## START

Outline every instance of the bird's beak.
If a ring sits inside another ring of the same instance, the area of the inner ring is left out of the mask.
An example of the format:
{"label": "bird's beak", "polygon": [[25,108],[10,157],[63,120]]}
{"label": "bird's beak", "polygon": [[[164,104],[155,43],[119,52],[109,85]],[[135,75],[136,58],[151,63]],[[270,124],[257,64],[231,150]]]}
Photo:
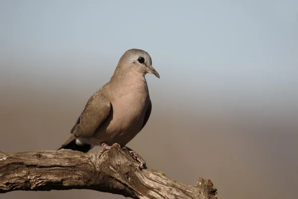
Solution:
{"label": "bird's beak", "polygon": [[148,66],[148,68],[151,72],[150,73],[152,73],[152,74],[156,76],[158,79],[159,79],[159,74],[158,74],[158,73],[157,73],[157,72],[155,71],[155,70],[154,69],[154,68],[153,68],[153,66],[152,66],[151,65]]}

## END

Send back each line of the items above, unchanged, but leave out the pictures.

TASK RESULT ::
Outline every instance of the bird's beak.
If a ring sits inside another ring of the same instance, the area of the inner ring is left out of the mask.
An example of the format:
{"label": "bird's beak", "polygon": [[25,108],[10,157],[63,120]]}
{"label": "bird's beak", "polygon": [[[164,104],[155,43],[119,52],[109,85]],[[135,75],[136,58],[151,63]],[[270,124],[257,64],[231,150]]]}
Photo:
Solution:
{"label": "bird's beak", "polygon": [[148,66],[148,68],[151,72],[150,73],[152,73],[152,74],[156,76],[158,79],[159,79],[159,74],[158,74],[158,73],[157,73],[157,72],[155,71],[155,70],[154,69],[154,68],[153,68],[153,66],[152,66],[151,65]]}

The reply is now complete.